TRECHO:
▬▬▬

Quanto ao mercado de
trânsito, o mais fluido engloba três tipos: trânsito de dinheiro, trânsito para
produtores e trânsito para consumidores externos ou internos. Quanto aos
precursores químicos, um país (ou mais) é identificado como responsável pelo
fornecimento desses produtos, favorecido por sua localização geográfica e
infraestrutura. A geografia da América do Sul influencia a comercialização das
drogas em escala internacional, oferecendo condições geoeconômicas favoráveis
ao narcotráfico por causa do fácil acesso ao Oceano Atlântico e à fragilidade
do domínio estatal sobre seus territórios, em franco processo de fragmentação
no qual os microterritórios do narcotráfico se sobrepõem em alguma medida,
sobretudo em contextos metropolitanos.

▬▬▬

DADOS FORNECIDOS:

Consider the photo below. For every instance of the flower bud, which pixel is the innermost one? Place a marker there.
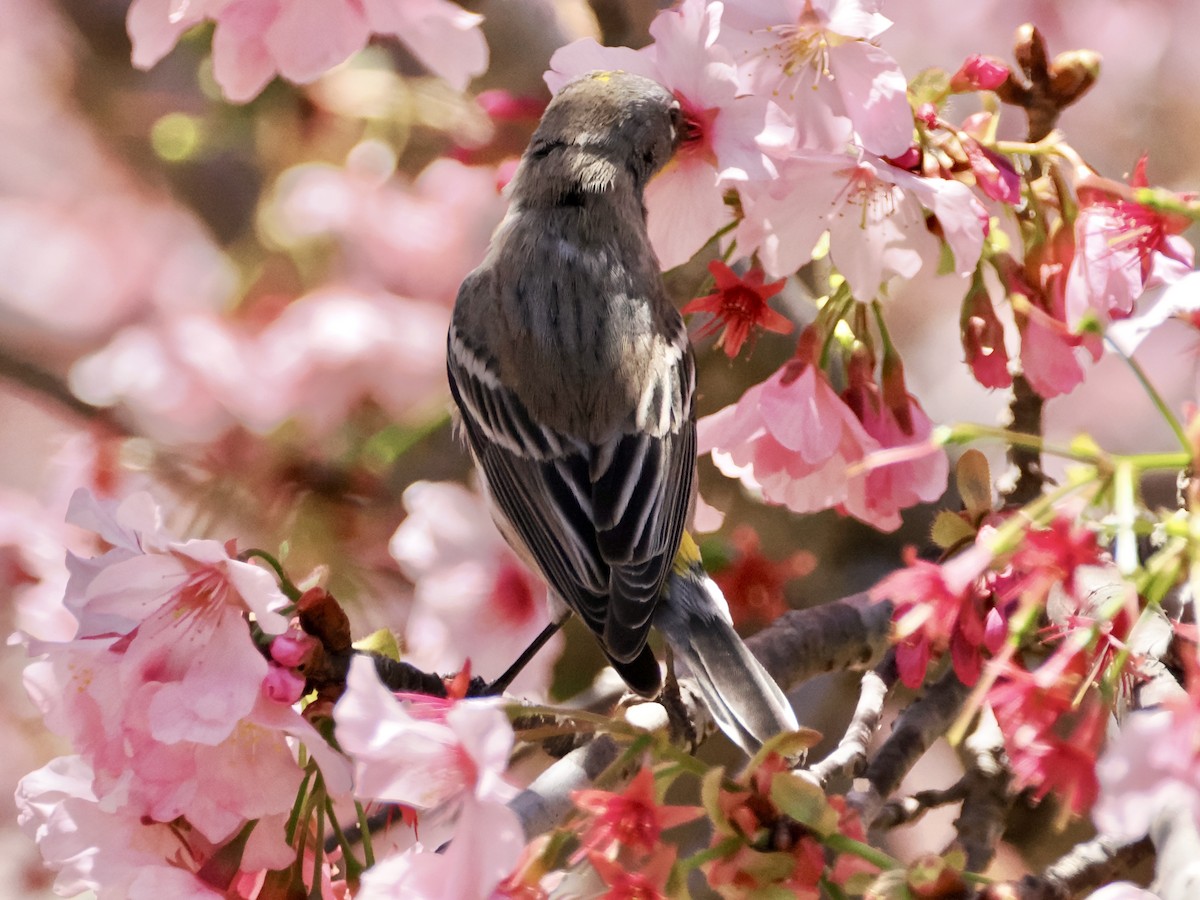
(1072, 75)
(1030, 52)
(979, 73)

▬▬▬

CONJUNTO DE TAREFAS:
- 1) Segundo o trecho sobre o narcotráfico, quais são os três tipos englobados pelo mercado de trânsito mais fluido?
- 2) Redigite o trecho sobre o narcotráfico entre "Quanto ao mercado" e "em contextos metropolitanos.", inclusive.
- 3) Indique se cada afirmação abaixo está de acordo com o trecho sobre o narcotráfico, respondendo sim ou não e citando as palavras do trecho que decidem a questão:
(a) A geografia da América do Sul favorece o narcotráfico pelo fácil acesso ao Oceano Pacífico.
(b) Os microterritórios do narcotráfico se sobrepõem sobretudo em contextos metropolitanos.
(c) Um país ou mais é apontado como fornecedor dos precursores químicos.

RESPOSTAS POR TAREFA:
- 1) Trânsito de dinheiro, trânsito para produtores e trânsito para consumidores externos ou internos.

- 2)
Quanto ao mercado de
trânsito, o mais fluido engloba três tipos: trânsito de dinheiro, trânsito para
produtores e trânsito para consumidores externos ou internos. Quanto aos
precursores químicos, um país (ou mais) é identificado como responsável pelo
fornecimento desses produtos, favorecido por sua localização geográfica e
infraestrutura. A geografia da América do Sul influencia a comercialização das
drogas em escala internacional, oferecendo condições geoeconômicas favoráveis
ao narcotráfico por causa do fácil acesso ao Oceano Atlântico e à fragilidade
do domínio estatal sobre seus territórios, em franco processo de fragmentação
no qual os microterritórios do narcotráfico se sobrepõem em alguma medida,
sobretudo em contextos metropolitanos.

- 3)
(a) Não: "por causa do fácil acesso ao Oceano Atlântico".
(b) Sim: "os microterritórios do narcotráfico se sobrepõem em alguma medida, sobretudo em contextos metropolitanos".
(c) Sim: "um país (ou mais) é identificado como responsável pelo fornecimento desses produtos".